Activity:
Please report how many lines in the data below contain "reflection". Nothing besides the number should be written.

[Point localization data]

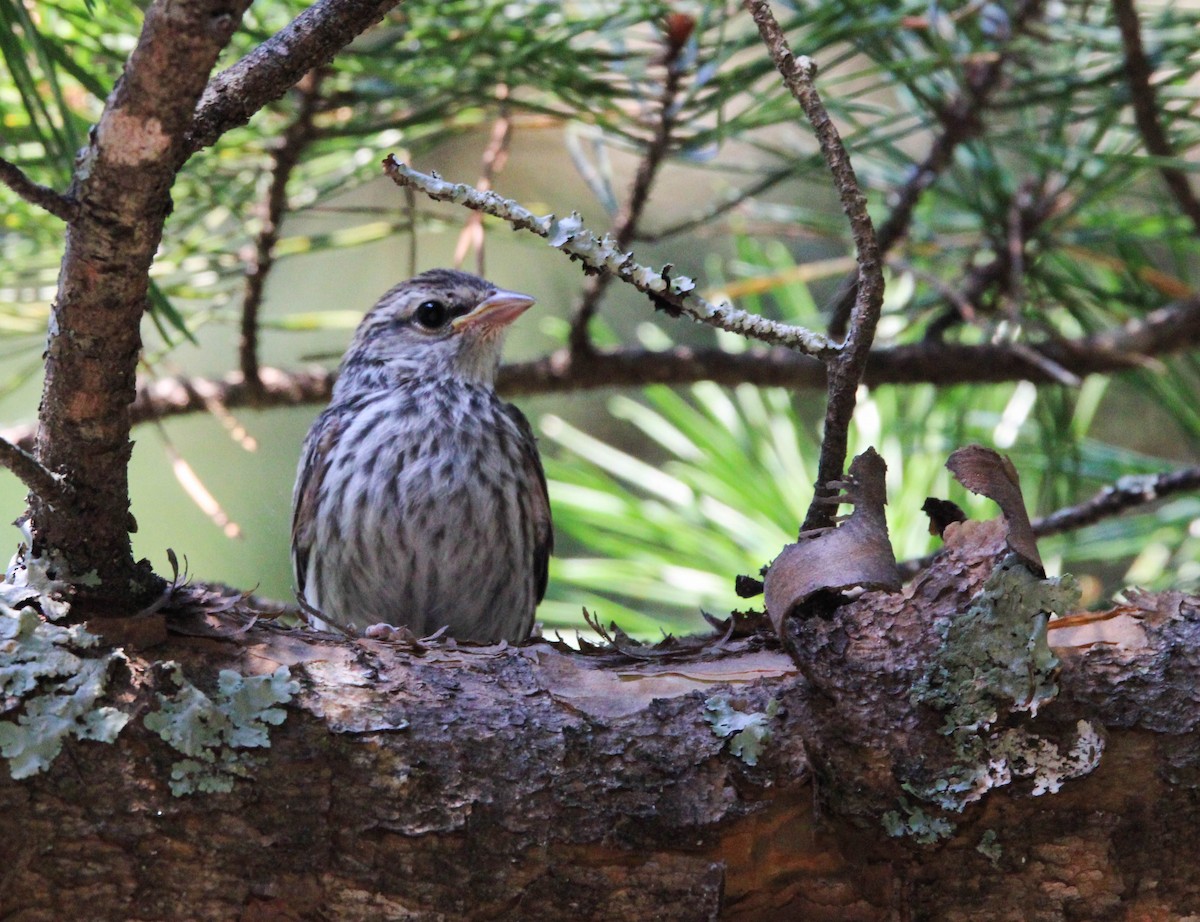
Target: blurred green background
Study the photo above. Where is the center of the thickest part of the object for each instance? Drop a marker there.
(660, 497)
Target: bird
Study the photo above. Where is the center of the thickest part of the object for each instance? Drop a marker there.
(420, 498)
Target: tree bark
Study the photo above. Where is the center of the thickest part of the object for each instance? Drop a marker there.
(437, 783)
(123, 191)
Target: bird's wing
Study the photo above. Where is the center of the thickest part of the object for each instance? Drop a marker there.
(544, 530)
(313, 465)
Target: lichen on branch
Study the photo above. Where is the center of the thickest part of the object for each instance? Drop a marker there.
(675, 294)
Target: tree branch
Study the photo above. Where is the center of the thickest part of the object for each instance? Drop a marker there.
(29, 471)
(496, 156)
(1164, 331)
(961, 120)
(264, 75)
(283, 161)
(625, 226)
(123, 189)
(1126, 494)
(1145, 109)
(847, 365)
(675, 295)
(45, 197)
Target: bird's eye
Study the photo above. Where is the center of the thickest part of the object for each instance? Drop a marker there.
(431, 315)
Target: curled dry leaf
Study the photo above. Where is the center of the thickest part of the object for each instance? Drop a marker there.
(989, 473)
(855, 554)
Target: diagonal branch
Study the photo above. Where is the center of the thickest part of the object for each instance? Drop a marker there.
(676, 295)
(123, 189)
(496, 156)
(1138, 342)
(29, 471)
(847, 365)
(283, 162)
(625, 226)
(1145, 109)
(36, 193)
(961, 119)
(1126, 494)
(264, 75)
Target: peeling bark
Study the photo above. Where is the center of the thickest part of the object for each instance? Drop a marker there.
(532, 783)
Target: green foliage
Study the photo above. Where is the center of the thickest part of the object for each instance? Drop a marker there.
(747, 734)
(660, 507)
(214, 731)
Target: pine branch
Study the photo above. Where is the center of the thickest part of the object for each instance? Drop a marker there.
(847, 365)
(52, 489)
(1127, 495)
(285, 159)
(1140, 341)
(1128, 492)
(1145, 108)
(961, 120)
(676, 295)
(625, 226)
(264, 75)
(45, 197)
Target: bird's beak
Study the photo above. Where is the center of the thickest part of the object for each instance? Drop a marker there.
(499, 309)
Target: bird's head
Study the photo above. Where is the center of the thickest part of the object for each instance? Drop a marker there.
(442, 323)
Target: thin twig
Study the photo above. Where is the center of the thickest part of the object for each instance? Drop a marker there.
(265, 73)
(36, 193)
(496, 155)
(283, 161)
(847, 365)
(673, 294)
(1145, 109)
(625, 225)
(191, 484)
(961, 119)
(52, 489)
(1128, 494)
(717, 210)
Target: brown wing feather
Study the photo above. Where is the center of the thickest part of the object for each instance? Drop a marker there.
(544, 530)
(317, 444)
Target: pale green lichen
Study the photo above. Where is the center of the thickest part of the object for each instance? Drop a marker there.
(913, 821)
(52, 676)
(747, 732)
(990, 848)
(215, 731)
(995, 660)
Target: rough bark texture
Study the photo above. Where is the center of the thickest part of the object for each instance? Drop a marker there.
(123, 193)
(535, 784)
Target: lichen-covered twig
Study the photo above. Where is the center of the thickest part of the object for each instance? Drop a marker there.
(676, 294)
(625, 225)
(1162, 333)
(496, 155)
(847, 365)
(35, 192)
(1126, 494)
(1145, 109)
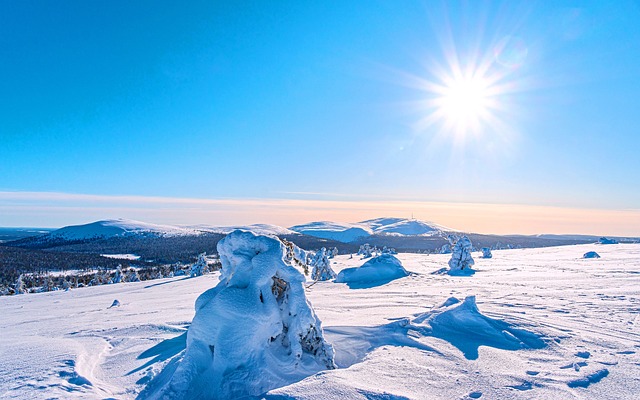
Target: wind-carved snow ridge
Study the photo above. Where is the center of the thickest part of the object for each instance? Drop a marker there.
(462, 325)
(377, 271)
(253, 332)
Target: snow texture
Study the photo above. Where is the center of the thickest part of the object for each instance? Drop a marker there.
(253, 332)
(375, 272)
(461, 260)
(68, 345)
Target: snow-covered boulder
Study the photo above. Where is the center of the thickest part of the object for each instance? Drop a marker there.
(461, 260)
(253, 332)
(591, 254)
(377, 271)
(486, 252)
(322, 267)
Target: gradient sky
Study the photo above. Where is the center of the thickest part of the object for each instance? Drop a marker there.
(317, 102)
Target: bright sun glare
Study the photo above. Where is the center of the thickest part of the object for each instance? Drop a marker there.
(464, 103)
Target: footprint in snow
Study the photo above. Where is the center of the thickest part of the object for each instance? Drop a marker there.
(594, 377)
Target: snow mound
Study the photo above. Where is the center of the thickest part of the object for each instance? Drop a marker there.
(342, 232)
(462, 325)
(118, 227)
(375, 272)
(604, 240)
(404, 227)
(253, 332)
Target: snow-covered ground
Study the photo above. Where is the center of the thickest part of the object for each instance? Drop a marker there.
(549, 324)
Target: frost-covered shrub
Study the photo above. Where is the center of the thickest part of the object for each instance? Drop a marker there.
(132, 275)
(253, 332)
(445, 249)
(19, 286)
(117, 278)
(486, 252)
(200, 267)
(389, 250)
(331, 253)
(322, 267)
(461, 260)
(365, 250)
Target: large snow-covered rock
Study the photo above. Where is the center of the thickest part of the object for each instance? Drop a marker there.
(322, 267)
(254, 331)
(461, 260)
(378, 270)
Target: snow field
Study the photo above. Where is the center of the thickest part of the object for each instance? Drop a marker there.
(585, 311)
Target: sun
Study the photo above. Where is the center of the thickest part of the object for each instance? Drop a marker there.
(464, 102)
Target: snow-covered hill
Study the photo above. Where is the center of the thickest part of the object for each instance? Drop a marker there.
(342, 232)
(349, 232)
(544, 324)
(118, 227)
(259, 229)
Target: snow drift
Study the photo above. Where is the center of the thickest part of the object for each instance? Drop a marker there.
(377, 271)
(591, 254)
(462, 325)
(253, 332)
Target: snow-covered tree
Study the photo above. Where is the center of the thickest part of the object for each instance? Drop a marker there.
(365, 250)
(253, 332)
(486, 252)
(200, 267)
(118, 277)
(331, 253)
(322, 267)
(388, 250)
(461, 256)
(445, 249)
(132, 275)
(19, 285)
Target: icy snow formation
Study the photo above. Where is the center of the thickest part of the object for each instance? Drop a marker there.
(462, 325)
(377, 271)
(461, 260)
(486, 252)
(604, 240)
(322, 267)
(254, 331)
(591, 254)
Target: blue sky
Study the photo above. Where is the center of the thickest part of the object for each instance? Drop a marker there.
(314, 101)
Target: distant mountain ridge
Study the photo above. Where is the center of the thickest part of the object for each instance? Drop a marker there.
(350, 232)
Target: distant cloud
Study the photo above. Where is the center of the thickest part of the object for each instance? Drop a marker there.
(52, 209)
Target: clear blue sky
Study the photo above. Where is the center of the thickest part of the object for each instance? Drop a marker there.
(279, 100)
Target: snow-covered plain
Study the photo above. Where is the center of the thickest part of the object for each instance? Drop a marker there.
(549, 324)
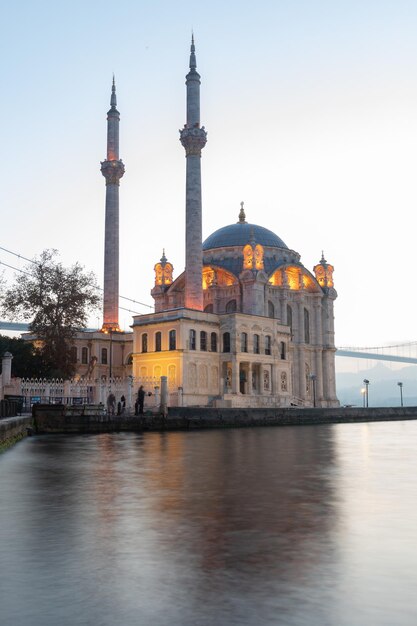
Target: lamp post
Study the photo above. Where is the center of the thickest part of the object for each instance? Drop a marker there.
(313, 379)
(366, 383)
(111, 354)
(401, 392)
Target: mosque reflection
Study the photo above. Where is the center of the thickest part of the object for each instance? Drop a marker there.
(237, 501)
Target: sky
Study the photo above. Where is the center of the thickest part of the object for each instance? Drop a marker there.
(311, 114)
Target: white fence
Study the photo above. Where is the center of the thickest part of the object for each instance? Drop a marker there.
(88, 391)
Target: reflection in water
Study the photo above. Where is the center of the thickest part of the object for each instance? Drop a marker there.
(249, 526)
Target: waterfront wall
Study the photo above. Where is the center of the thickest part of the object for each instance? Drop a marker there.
(12, 429)
(55, 419)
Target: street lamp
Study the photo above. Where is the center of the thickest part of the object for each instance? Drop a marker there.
(366, 383)
(401, 392)
(313, 379)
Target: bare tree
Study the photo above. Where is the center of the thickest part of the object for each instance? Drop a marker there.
(57, 300)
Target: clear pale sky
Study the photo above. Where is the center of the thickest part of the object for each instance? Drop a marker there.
(311, 113)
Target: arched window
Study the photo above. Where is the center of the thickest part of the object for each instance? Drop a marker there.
(231, 306)
(73, 354)
(289, 317)
(267, 344)
(306, 326)
(172, 339)
(158, 341)
(244, 342)
(308, 377)
(145, 342)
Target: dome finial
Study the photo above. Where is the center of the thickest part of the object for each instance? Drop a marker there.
(242, 216)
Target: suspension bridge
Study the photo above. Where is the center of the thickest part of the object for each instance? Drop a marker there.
(398, 353)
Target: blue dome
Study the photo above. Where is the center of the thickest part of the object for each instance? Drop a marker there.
(240, 234)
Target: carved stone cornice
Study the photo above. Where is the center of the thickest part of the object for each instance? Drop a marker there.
(193, 140)
(112, 171)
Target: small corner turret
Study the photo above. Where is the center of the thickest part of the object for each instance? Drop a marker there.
(324, 273)
(163, 272)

The answer:
2